Stored data entries:
[Start of section]

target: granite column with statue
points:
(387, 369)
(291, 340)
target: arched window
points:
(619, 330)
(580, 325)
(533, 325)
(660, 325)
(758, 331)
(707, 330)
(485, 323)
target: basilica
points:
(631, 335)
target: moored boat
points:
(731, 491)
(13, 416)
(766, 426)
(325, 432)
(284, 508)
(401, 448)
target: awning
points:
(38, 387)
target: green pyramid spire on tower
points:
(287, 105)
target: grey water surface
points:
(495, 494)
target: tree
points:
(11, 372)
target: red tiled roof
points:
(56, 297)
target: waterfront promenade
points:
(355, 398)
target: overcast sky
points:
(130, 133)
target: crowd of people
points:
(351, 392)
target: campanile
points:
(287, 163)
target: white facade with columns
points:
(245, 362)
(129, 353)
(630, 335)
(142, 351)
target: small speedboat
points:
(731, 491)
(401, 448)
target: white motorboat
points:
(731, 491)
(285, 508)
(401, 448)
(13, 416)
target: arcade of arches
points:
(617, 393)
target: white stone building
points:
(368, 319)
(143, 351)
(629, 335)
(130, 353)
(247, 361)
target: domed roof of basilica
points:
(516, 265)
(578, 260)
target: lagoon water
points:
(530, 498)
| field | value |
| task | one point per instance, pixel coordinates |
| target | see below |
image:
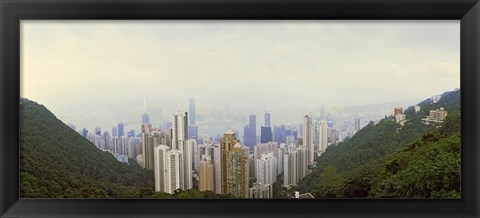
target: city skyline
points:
(102, 70)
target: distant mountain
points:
(389, 160)
(57, 162)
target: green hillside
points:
(388, 160)
(57, 162)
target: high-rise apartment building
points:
(250, 132)
(179, 129)
(397, 111)
(266, 169)
(266, 134)
(308, 137)
(188, 163)
(175, 168)
(150, 138)
(114, 131)
(121, 129)
(217, 167)
(323, 136)
(145, 117)
(160, 153)
(192, 127)
(234, 166)
(267, 119)
(206, 174)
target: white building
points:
(174, 171)
(160, 169)
(260, 191)
(308, 137)
(179, 129)
(187, 163)
(217, 168)
(290, 168)
(266, 169)
(417, 108)
(323, 136)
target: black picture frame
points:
(12, 11)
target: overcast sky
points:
(92, 66)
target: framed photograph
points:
(240, 108)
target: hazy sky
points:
(88, 67)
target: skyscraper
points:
(131, 134)
(84, 133)
(323, 136)
(192, 127)
(114, 131)
(191, 111)
(250, 131)
(188, 163)
(121, 129)
(266, 169)
(206, 177)
(179, 129)
(150, 138)
(160, 153)
(217, 167)
(116, 146)
(174, 171)
(234, 166)
(106, 139)
(357, 124)
(267, 119)
(266, 134)
(145, 117)
(307, 137)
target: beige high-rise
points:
(207, 180)
(234, 166)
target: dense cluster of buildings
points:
(245, 166)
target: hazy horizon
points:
(96, 73)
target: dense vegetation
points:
(390, 161)
(57, 162)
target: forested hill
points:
(390, 160)
(57, 162)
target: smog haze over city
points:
(97, 73)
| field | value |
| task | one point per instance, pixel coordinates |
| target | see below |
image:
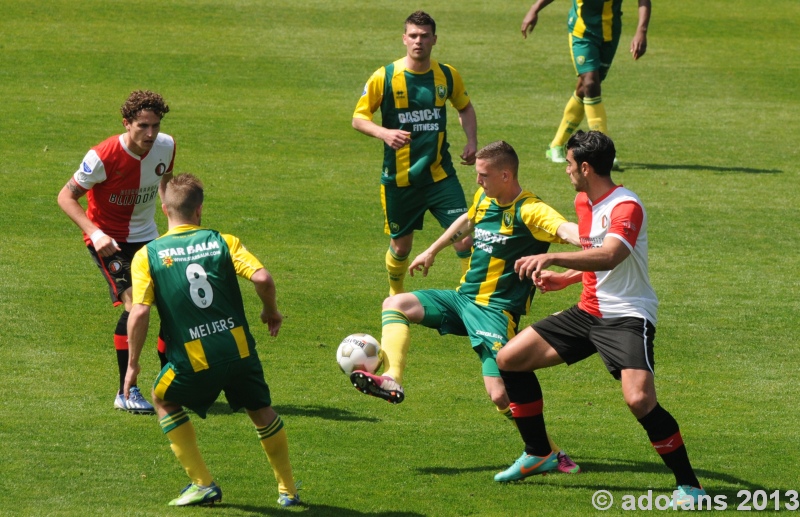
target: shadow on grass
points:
(662, 167)
(220, 407)
(313, 509)
(709, 478)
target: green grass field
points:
(261, 97)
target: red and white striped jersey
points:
(625, 290)
(122, 187)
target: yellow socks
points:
(573, 116)
(396, 267)
(395, 340)
(276, 445)
(596, 114)
(180, 431)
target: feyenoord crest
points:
(508, 219)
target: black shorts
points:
(116, 269)
(623, 343)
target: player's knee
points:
(640, 403)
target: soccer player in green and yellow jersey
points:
(190, 273)
(418, 173)
(594, 31)
(506, 223)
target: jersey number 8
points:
(199, 288)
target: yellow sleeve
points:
(473, 210)
(459, 98)
(244, 262)
(141, 280)
(372, 96)
(542, 220)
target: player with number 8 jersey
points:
(201, 265)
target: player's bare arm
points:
(469, 123)
(530, 20)
(394, 138)
(68, 200)
(138, 322)
(639, 42)
(550, 280)
(604, 258)
(457, 231)
(265, 289)
(569, 232)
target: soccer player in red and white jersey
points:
(121, 178)
(616, 317)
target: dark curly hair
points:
(143, 100)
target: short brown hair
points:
(500, 154)
(420, 19)
(140, 100)
(183, 195)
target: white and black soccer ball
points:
(359, 352)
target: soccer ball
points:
(359, 352)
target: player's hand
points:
(528, 23)
(131, 376)
(273, 319)
(106, 246)
(468, 156)
(550, 281)
(395, 138)
(638, 45)
(531, 266)
(423, 261)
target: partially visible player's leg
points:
(399, 311)
(446, 202)
(662, 429)
(404, 212)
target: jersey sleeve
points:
(459, 97)
(542, 220)
(626, 222)
(473, 210)
(372, 96)
(141, 280)
(91, 172)
(244, 262)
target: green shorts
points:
(404, 207)
(589, 55)
(488, 329)
(242, 381)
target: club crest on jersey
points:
(508, 219)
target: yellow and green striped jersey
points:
(503, 234)
(414, 102)
(190, 274)
(595, 19)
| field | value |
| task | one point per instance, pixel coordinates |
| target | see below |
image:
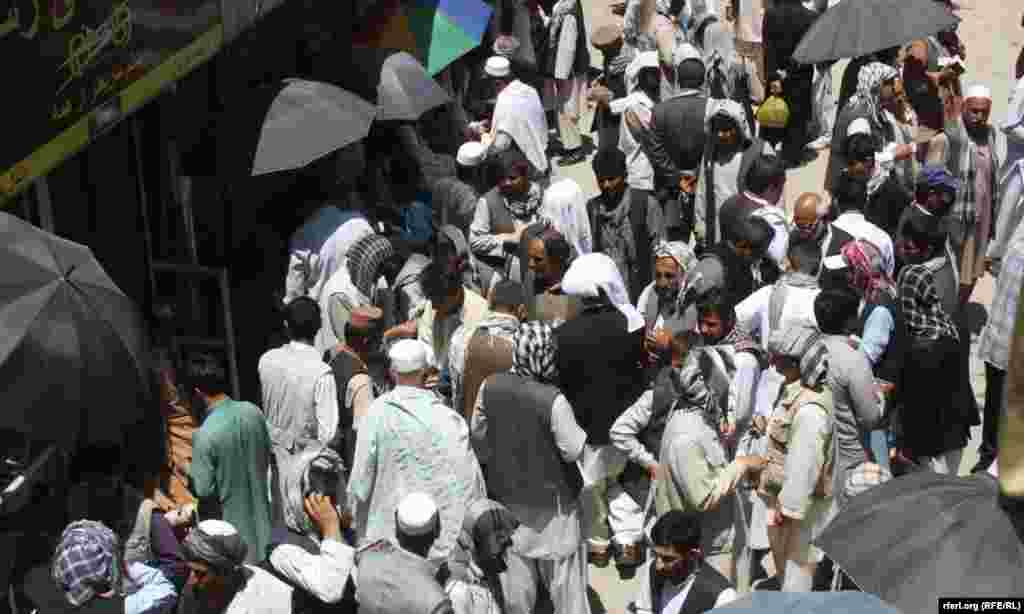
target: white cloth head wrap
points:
(408, 355)
(859, 126)
(593, 272)
(498, 66)
(471, 154)
(565, 207)
(417, 515)
(978, 91)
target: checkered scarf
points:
(365, 260)
(87, 562)
(535, 352)
(869, 82)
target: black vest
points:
(303, 602)
(738, 277)
(635, 479)
(524, 462)
(708, 584)
(344, 366)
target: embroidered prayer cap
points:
(417, 515)
(471, 154)
(217, 543)
(367, 316)
(498, 67)
(606, 36)
(978, 91)
(87, 562)
(408, 356)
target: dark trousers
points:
(995, 388)
(678, 211)
(641, 235)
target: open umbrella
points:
(846, 602)
(862, 27)
(394, 80)
(306, 121)
(72, 344)
(927, 535)
(435, 32)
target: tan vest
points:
(486, 354)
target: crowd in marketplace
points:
(730, 399)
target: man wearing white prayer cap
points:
(219, 580)
(972, 158)
(395, 577)
(410, 441)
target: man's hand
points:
(688, 183)
(402, 331)
(903, 151)
(751, 465)
(776, 518)
(325, 517)
(599, 95)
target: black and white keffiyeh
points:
(535, 352)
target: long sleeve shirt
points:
(299, 386)
(565, 53)
(804, 459)
(631, 423)
(323, 575)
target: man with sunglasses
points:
(677, 579)
(935, 191)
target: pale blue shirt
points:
(151, 591)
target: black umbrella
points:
(72, 344)
(862, 27)
(927, 535)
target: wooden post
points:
(1011, 455)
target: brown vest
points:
(486, 354)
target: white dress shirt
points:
(858, 227)
(322, 575)
(317, 249)
(299, 393)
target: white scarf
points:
(519, 114)
(597, 271)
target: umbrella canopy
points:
(72, 344)
(846, 602)
(854, 29)
(306, 121)
(927, 535)
(435, 32)
(394, 80)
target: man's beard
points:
(666, 294)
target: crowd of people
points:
(506, 382)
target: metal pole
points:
(225, 298)
(143, 201)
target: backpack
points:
(779, 430)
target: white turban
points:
(593, 272)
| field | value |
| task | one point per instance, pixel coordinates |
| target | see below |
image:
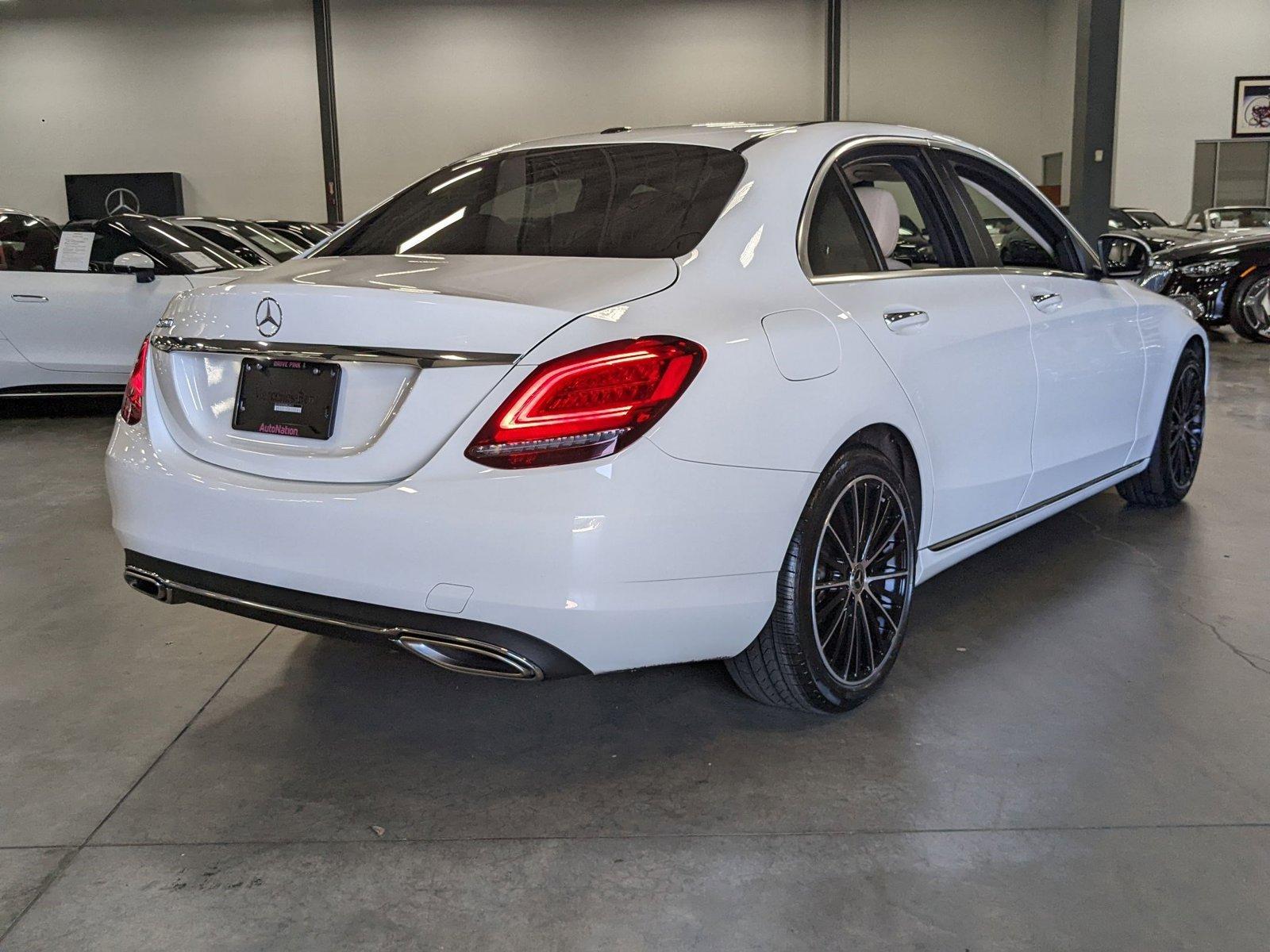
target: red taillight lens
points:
(135, 393)
(587, 404)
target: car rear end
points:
(387, 446)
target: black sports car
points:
(1223, 281)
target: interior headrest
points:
(883, 213)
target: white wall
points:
(422, 84)
(1178, 65)
(972, 69)
(226, 98)
(225, 90)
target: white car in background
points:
(641, 397)
(74, 300)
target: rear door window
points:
(837, 241)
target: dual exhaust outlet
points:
(448, 651)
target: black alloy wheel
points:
(863, 581)
(842, 594)
(1250, 310)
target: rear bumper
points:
(456, 644)
(633, 562)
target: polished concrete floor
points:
(1073, 753)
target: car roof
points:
(733, 135)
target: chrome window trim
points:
(804, 224)
(836, 155)
(425, 359)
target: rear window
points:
(622, 201)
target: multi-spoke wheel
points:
(1250, 309)
(863, 581)
(1172, 469)
(842, 596)
(1187, 424)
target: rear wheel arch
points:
(895, 446)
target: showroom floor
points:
(1072, 753)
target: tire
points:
(1250, 308)
(1175, 459)
(810, 655)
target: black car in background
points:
(1149, 226)
(1221, 282)
(302, 232)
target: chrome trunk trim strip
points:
(423, 644)
(329, 352)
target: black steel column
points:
(1098, 67)
(832, 60)
(327, 103)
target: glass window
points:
(112, 240)
(230, 243)
(1024, 234)
(1238, 219)
(27, 244)
(648, 200)
(836, 239)
(1149, 220)
(901, 213)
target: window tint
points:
(25, 244)
(1022, 232)
(647, 200)
(112, 240)
(230, 243)
(901, 209)
(836, 240)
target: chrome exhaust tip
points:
(470, 657)
(150, 585)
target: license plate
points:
(287, 397)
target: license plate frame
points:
(286, 397)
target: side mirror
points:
(137, 263)
(1123, 255)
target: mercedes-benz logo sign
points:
(122, 200)
(268, 317)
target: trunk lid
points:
(421, 340)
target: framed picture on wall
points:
(1251, 107)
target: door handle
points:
(903, 321)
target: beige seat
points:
(883, 215)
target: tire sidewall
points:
(1189, 359)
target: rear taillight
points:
(133, 397)
(587, 404)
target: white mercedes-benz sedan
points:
(652, 397)
(74, 301)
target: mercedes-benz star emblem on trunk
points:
(268, 317)
(122, 200)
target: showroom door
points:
(1085, 333)
(956, 340)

[End of section]

*Problem to solve*:
Please return every line in the data that includes the string "shirt".

*Solution to the problem*:
target: long sleeve shirt
target: pale blue shirt
target: white dress shirt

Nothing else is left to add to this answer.